Page text —
══════════════════════════════
It's fine. I forgot that the Elf_* types had endianness magic built into them.

================
Comment at: llvm/test/tools/llvm-elfabi/missing-or-invalid-output-target.test:1
+# RUN: not llvm-elfabi %s %t 2>&1 | FileCheck %s --check-prefix=MISSING
+# RUN: not llvm-elfabi %s --output-target=nope %t 2>&1 | FileCheck %s --check-prefix=INVALID
----------------
Add descriptive comment at top of test. This should be in place for all tests.

I'd also consider renaming it `output-target-error.test`, which is a little more concise.

================
Comment at: llvm/test/tools/llvm-elfabi/missing-or-invalid-output-target.test:14
+# INVALID: llvm-elfabi: for the --output-target option: Cannot find option named 'nope'!
\ No newline at end of file

----------------
Nit: no new line at EOF.

================
Comment at: llvm/test/tools/llvm-elfabi/write-elf32be-stub.test:1
+# Test writing 32bit big endinan stub elf with minimal sections.
+
----------------
Use '##' for comments, to make them stand out from other lit and FileCheck commands. This applies to all new comments you've added in this and other tests.
══════════════════════════════
Task list —
- 1) In the code review comments, restate the paragraph beginning "Use '##' for comments" as a short bulleted list that keeps its main points.
- 2) According to the code review comments, what shorter file name is proposed for missing-or-invalid-output-target.test?
- 3) Go on with the code review comments from the point where they stop.
══════════════════════════════
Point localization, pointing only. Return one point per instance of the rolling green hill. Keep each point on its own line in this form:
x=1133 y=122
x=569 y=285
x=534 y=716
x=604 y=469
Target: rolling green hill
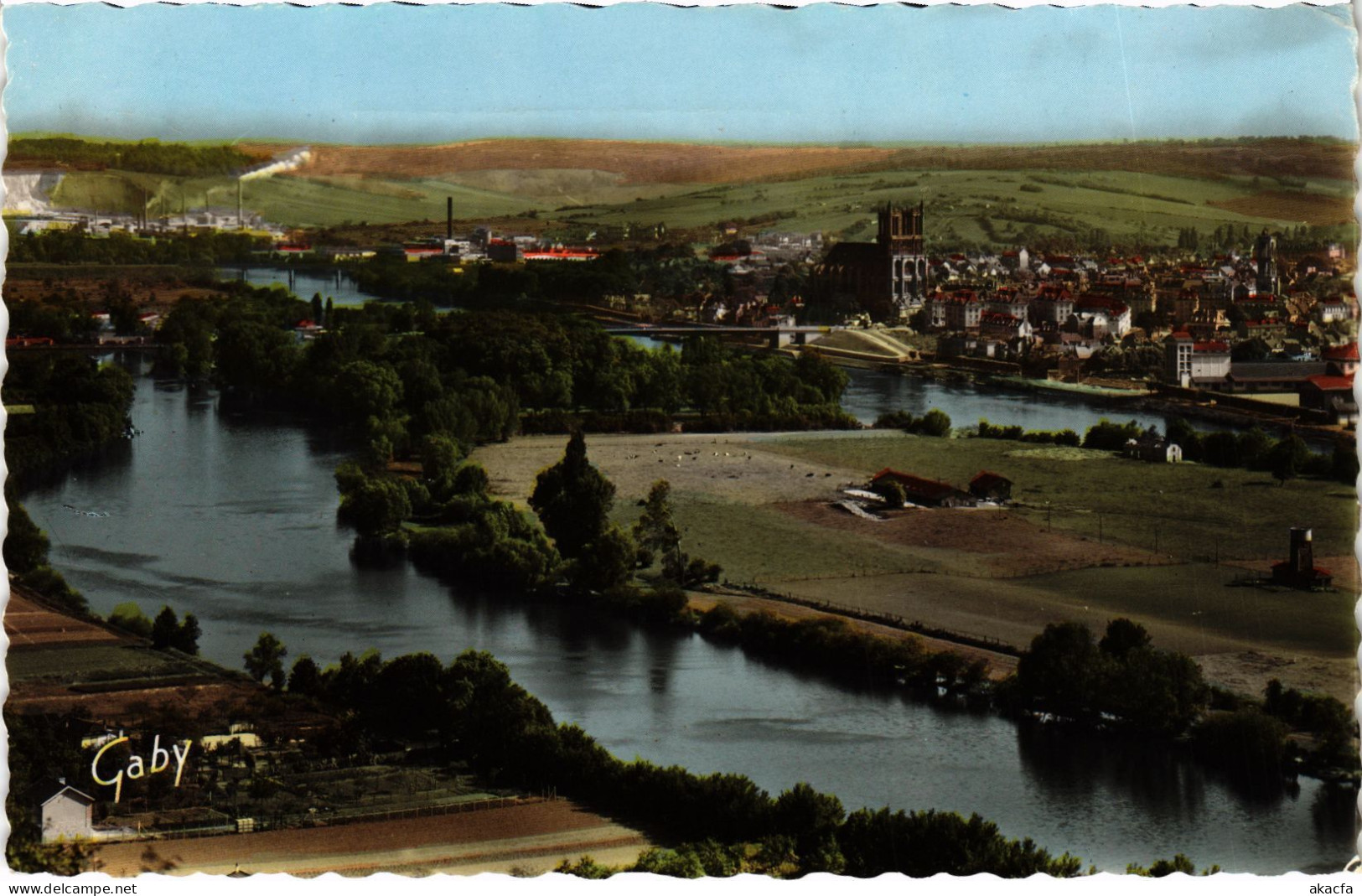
══════════════════════════════
Answer set —
- 1)
- Write comments with '##'.
- This makes them stand out from other lit and FileCheck commands.
- This applies to all new comments added in this test and in other tests.

- 2) output-target-error.test

- 3)
================
Comment at: llvm/test/tools/llvm-elfabi/write-elf32be-stub.test:4-7
+# RUN: llvm-readobj -h %t | FileCheck %s --check-prefix=ELFHEADER
+# RUN: llvm-readobj -S %t | FileCheck %s --check-prefix=SECTIONS
+# RUN: llvm-readobj --string-dump .shstrtab %t | FileCheck %s --check-prefix=SHSTRTAB
+# RUN: llvm-readobj --string-dump .dynstr %t | FileCheck %s --check-prefix=DYNSTR
----------------
These can all be combined into a single llvm-readobj execution, without the need for separate prefixes.

================
Comment at: llvm/test/tools/llvm-elfabi/write-elf32le-stub.test:1
+# Test writing 32bit little endinan stub elf with minimal sections.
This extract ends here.